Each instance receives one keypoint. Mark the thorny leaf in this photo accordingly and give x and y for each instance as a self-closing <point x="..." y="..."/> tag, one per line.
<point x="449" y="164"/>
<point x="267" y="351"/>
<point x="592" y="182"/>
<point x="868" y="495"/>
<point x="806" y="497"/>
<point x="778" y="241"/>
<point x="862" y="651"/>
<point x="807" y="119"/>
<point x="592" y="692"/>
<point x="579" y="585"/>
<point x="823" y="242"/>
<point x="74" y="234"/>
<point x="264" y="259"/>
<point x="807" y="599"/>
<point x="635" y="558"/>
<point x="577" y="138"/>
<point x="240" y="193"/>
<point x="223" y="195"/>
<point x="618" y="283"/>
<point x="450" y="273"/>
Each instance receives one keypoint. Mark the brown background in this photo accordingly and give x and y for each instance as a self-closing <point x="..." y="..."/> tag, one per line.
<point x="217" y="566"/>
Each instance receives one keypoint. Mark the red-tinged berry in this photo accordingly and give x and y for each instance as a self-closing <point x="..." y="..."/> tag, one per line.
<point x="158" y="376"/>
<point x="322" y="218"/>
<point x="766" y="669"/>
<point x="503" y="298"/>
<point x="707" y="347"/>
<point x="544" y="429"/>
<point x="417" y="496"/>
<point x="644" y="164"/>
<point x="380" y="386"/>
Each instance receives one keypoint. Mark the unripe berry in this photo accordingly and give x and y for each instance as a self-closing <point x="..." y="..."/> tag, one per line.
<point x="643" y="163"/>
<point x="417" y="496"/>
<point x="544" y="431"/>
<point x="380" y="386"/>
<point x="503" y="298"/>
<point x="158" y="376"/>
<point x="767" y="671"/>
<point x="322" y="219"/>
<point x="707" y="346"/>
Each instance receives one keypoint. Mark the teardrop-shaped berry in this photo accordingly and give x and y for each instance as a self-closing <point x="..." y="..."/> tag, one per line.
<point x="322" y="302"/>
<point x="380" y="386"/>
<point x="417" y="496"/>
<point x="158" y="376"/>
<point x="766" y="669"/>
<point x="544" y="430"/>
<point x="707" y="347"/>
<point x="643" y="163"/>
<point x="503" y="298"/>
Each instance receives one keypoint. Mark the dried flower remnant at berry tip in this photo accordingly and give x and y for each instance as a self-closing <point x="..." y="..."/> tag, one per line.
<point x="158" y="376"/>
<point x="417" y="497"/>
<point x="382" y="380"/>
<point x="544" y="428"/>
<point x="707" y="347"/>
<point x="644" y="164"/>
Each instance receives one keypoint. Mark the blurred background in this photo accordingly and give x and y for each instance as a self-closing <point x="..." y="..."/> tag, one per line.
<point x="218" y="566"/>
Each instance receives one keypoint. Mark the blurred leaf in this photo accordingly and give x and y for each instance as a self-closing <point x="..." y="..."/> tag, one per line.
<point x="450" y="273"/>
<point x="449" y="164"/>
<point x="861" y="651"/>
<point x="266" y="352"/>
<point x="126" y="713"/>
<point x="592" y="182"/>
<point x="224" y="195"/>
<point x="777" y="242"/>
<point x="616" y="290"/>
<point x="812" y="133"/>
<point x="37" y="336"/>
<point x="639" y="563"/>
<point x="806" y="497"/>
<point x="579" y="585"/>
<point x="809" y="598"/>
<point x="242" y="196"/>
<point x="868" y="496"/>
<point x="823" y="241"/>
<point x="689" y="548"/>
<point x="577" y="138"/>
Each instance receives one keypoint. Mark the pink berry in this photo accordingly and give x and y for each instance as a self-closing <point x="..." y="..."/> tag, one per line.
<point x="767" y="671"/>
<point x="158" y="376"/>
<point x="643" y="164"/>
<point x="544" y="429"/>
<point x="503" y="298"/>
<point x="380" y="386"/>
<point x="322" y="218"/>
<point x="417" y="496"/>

· · · · · · ·

Given instruction: Would you write down every record again, exactly?

Reply to the exercise:
Each instance receives one keypoint. Mark the thorny leaf in this photo accordingly and give x and y for each instance as a self-closing <point x="..." y="..."/> tag, one per line.
<point x="449" y="164"/>
<point x="267" y="351"/>
<point x="592" y="182"/>
<point x="868" y="495"/>
<point x="806" y="497"/>
<point x="778" y="241"/>
<point x="862" y="651"/>
<point x="807" y="119"/>
<point x="592" y="692"/>
<point x="579" y="585"/>
<point x="823" y="242"/>
<point x="74" y="234"/>
<point x="264" y="259"/>
<point x="807" y="599"/>
<point x="635" y="558"/>
<point x="577" y="138"/>
<point x="240" y="193"/>
<point x="223" y="195"/>
<point x="618" y="283"/>
<point x="450" y="273"/>
Each instance receives one keypoint. Mark the brown background in this photo accordingly and give x and y for each instance as a self-closing <point x="..." y="..."/> tag, one per line.
<point x="217" y="566"/>
Each instance receives one keypoint. Mark the red-tinged berry in this photo accordingly and give x and y for each instance as a self-closing <point x="..." y="..."/> tag, one per line.
<point x="158" y="376"/>
<point x="322" y="218"/>
<point x="766" y="669"/>
<point x="503" y="298"/>
<point x="707" y="347"/>
<point x="544" y="429"/>
<point x="417" y="496"/>
<point x="644" y="164"/>
<point x="380" y="386"/>
Each instance receives one keypoint. Mark the unripe berry in this photo accordingly and give x and y for each instance as a self-closing <point x="..." y="..."/> tag, one per line.
<point x="643" y="163"/>
<point x="417" y="496"/>
<point x="544" y="431"/>
<point x="380" y="386"/>
<point x="503" y="298"/>
<point x="158" y="376"/>
<point x="767" y="671"/>
<point x="322" y="219"/>
<point x="707" y="346"/>
Each instance receives one keypoint. Mark the teardrop-shaped berry in this photo accordingly and give x and y for each instance as a self-closing <point x="..." y="..."/> tag, one per line.
<point x="322" y="302"/>
<point x="380" y="386"/>
<point x="417" y="496"/>
<point x="158" y="376"/>
<point x="766" y="669"/>
<point x="544" y="430"/>
<point x="707" y="347"/>
<point x="643" y="163"/>
<point x="503" y="298"/>
Each instance receives one keypoint. Mark the dried flower remnant at berry tip in this photo accordingly and give x and y for each instance as a self-closing <point x="..." y="..."/> tag, one per line.
<point x="158" y="376"/>
<point x="417" y="497"/>
<point x="382" y="380"/>
<point x="544" y="428"/>
<point x="707" y="347"/>
<point x="644" y="164"/>
Each instance receives one keypoint. Mark the blurred background in this photo accordingly and give x and y for each instance as a self-closing <point x="..." y="..."/> tag, one per line.
<point x="218" y="566"/>
Each instance receives one keypoint. Mark the blurred leaf in this photo accordingly and give x and y for each instance as a self-closing <point x="..." y="..."/> tag, one per line.
<point x="450" y="273"/>
<point x="449" y="164"/>
<point x="861" y="651"/>
<point x="266" y="352"/>
<point x="126" y="713"/>
<point x="592" y="182"/>
<point x="224" y="195"/>
<point x="777" y="242"/>
<point x="616" y="290"/>
<point x="812" y="133"/>
<point x="37" y="336"/>
<point x="639" y="563"/>
<point x="806" y="497"/>
<point x="579" y="585"/>
<point x="809" y="598"/>
<point x="242" y="196"/>
<point x="868" y="496"/>
<point x="823" y="241"/>
<point x="689" y="548"/>
<point x="577" y="138"/>
Each instance receives one keypoint. Mark the pink berry in this photo accordingly and give x and y for each instance as a self-closing <point x="..." y="..."/> tag, one per line.
<point x="767" y="671"/>
<point x="158" y="376"/>
<point x="643" y="164"/>
<point x="544" y="429"/>
<point x="503" y="298"/>
<point x="380" y="386"/>
<point x="322" y="218"/>
<point x="417" y="496"/>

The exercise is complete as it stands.